§ PROBLEM TO WORK ON
The first line of the data below and every line after it, through the one with "[indicate] the person", must be transcribed without change.

[Referring expression data]

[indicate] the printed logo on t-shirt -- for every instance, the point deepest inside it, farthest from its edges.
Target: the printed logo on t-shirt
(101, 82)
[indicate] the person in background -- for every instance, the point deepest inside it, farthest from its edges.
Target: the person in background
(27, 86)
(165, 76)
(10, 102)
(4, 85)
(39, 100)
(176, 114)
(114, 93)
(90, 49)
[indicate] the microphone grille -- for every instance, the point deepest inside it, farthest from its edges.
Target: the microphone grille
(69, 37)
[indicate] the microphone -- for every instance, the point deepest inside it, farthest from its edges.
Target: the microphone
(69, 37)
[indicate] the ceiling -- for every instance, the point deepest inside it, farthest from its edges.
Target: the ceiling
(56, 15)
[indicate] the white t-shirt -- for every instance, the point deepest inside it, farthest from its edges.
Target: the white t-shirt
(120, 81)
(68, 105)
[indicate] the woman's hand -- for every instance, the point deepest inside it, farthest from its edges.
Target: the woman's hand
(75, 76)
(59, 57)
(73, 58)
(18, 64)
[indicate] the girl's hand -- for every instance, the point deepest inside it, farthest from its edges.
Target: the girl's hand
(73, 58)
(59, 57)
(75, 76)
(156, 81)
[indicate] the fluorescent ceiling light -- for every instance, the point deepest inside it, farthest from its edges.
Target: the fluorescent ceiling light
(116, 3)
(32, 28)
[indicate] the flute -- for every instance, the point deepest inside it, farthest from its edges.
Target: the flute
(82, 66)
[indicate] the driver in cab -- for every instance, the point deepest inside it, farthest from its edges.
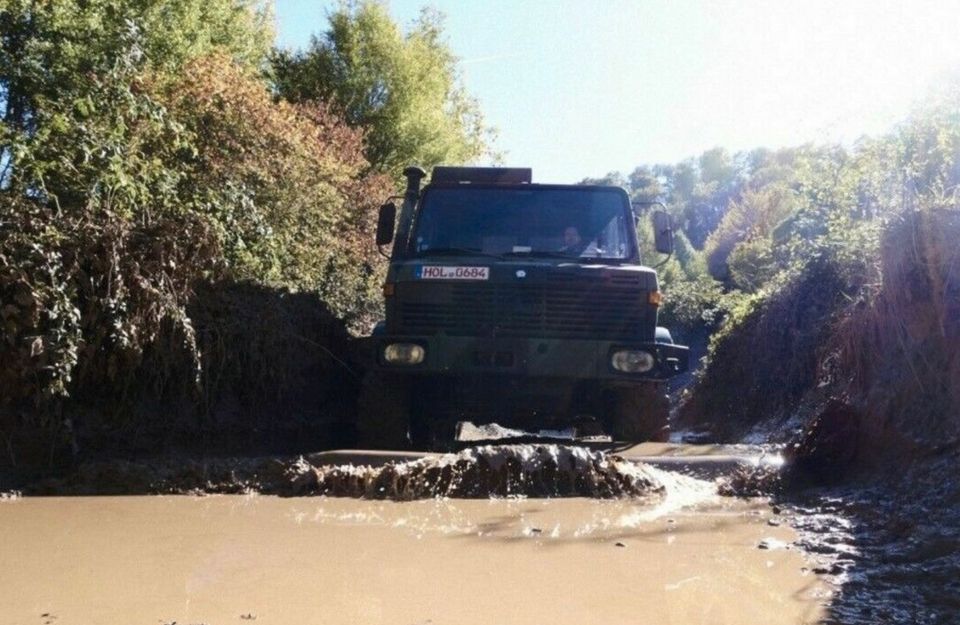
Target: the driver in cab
(572, 241)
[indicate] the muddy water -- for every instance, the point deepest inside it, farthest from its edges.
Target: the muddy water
(690, 558)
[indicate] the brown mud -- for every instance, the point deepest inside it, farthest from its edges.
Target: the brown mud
(268, 560)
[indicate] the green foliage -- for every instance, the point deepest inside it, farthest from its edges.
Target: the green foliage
(751, 220)
(145, 155)
(402, 89)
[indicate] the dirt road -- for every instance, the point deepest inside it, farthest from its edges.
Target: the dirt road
(691, 558)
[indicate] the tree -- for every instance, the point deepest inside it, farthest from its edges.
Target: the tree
(403, 90)
(51, 49)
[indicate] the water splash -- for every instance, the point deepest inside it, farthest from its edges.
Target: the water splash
(486, 471)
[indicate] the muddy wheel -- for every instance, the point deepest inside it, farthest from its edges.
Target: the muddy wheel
(383, 412)
(640, 414)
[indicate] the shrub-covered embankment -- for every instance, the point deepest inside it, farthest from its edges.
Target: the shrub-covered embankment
(869, 369)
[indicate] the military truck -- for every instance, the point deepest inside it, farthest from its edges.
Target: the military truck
(517, 303)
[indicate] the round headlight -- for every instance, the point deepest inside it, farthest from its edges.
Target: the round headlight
(404, 354)
(633, 361)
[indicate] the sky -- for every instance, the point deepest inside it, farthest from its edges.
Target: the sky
(580, 89)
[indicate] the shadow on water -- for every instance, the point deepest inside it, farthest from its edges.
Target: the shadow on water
(892, 548)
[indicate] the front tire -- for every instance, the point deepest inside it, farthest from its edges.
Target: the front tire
(383, 412)
(640, 414)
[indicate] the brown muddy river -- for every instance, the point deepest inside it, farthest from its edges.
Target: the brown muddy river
(692, 558)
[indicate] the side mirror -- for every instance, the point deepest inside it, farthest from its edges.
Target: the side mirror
(663, 232)
(386, 221)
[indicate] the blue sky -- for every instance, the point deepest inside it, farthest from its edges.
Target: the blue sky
(579, 89)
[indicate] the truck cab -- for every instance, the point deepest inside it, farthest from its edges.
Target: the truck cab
(517, 303)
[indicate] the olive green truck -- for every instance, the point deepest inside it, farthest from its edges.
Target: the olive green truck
(516, 303)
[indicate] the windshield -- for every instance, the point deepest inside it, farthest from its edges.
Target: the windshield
(574, 223)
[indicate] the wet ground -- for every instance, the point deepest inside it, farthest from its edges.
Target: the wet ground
(665, 547)
(691, 558)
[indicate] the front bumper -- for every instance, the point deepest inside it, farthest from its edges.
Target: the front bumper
(532, 357)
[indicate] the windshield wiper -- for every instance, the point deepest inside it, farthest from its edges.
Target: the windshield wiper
(455, 251)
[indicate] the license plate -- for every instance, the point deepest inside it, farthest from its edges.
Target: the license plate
(444, 272)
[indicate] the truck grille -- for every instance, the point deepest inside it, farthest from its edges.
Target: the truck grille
(585, 310)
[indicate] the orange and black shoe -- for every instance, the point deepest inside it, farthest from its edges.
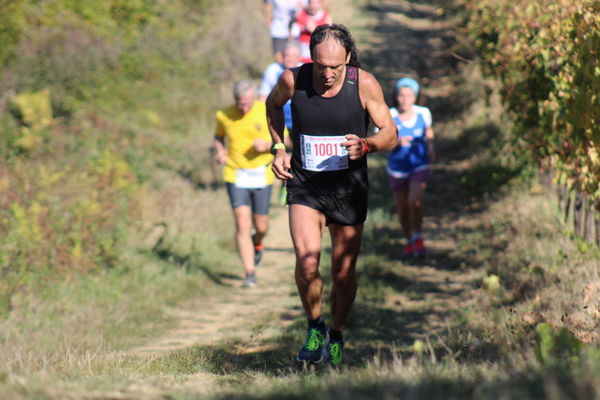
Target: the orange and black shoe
(258, 253)
(419, 248)
(408, 251)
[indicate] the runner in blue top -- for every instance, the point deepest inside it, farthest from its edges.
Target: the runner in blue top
(408, 163)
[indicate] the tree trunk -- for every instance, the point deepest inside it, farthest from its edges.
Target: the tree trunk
(566, 195)
(578, 214)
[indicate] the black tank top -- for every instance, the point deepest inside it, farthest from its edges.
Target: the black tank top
(315, 116)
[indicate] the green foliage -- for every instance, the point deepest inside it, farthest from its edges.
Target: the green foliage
(545, 54)
(556, 345)
(97, 96)
(11, 24)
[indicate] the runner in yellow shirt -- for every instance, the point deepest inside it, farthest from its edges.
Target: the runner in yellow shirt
(242, 145)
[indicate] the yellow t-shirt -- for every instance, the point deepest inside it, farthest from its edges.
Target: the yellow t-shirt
(239, 132)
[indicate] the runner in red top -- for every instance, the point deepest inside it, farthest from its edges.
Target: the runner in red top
(313, 15)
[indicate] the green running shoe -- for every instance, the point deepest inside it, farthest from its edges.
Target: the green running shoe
(333, 352)
(312, 351)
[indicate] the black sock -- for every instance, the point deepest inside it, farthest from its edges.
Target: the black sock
(316, 323)
(335, 335)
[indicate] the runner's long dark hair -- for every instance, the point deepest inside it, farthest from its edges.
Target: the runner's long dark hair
(341, 34)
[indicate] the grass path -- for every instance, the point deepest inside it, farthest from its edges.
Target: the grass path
(419, 296)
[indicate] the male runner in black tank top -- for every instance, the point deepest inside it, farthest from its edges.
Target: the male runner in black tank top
(332, 101)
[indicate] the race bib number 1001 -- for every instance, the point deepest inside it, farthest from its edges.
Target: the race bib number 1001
(323, 153)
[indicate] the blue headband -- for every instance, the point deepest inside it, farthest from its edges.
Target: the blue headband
(407, 82)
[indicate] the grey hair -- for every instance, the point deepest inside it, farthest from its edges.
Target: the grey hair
(242, 87)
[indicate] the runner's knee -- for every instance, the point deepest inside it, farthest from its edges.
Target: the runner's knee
(308, 266)
(344, 278)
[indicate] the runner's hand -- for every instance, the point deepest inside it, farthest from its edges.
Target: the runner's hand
(261, 145)
(354, 146)
(281, 165)
(221, 157)
(405, 140)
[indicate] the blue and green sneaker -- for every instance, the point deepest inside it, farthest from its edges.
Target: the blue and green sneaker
(333, 352)
(312, 351)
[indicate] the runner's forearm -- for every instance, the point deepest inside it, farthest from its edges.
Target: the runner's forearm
(275, 121)
(385, 139)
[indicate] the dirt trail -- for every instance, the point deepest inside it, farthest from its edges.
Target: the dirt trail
(403, 38)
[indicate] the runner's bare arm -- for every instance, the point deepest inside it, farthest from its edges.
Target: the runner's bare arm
(430, 147)
(220, 150)
(280, 94)
(371, 97)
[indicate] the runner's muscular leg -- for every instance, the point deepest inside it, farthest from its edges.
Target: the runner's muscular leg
(415, 203)
(402, 209)
(243, 239)
(261, 225)
(306, 228)
(345, 242)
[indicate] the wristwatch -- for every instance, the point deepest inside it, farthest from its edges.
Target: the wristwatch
(276, 147)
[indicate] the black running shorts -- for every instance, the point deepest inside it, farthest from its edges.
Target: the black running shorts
(342, 209)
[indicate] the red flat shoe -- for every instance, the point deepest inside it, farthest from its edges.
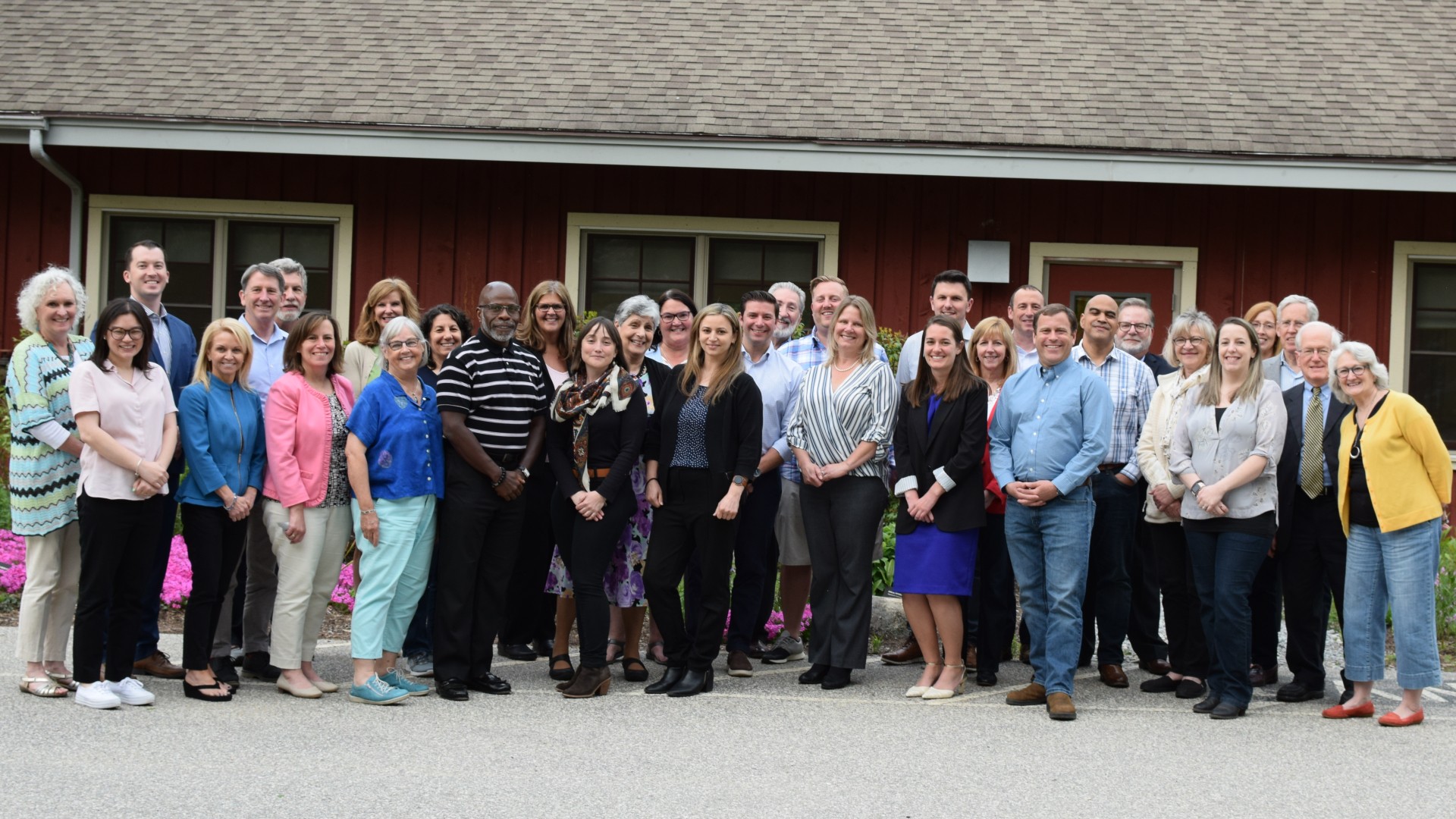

§ OUTPUT OF THE TASK
[indicate] the printed logo on t-shirt -- for every instance, the point deepest inside it, farthest from its edges.
Target: the printed logo on t-shirt
(101, 82)
[indicate] the person in background -- for every instance, the point deepest inside it, farthest from its edges.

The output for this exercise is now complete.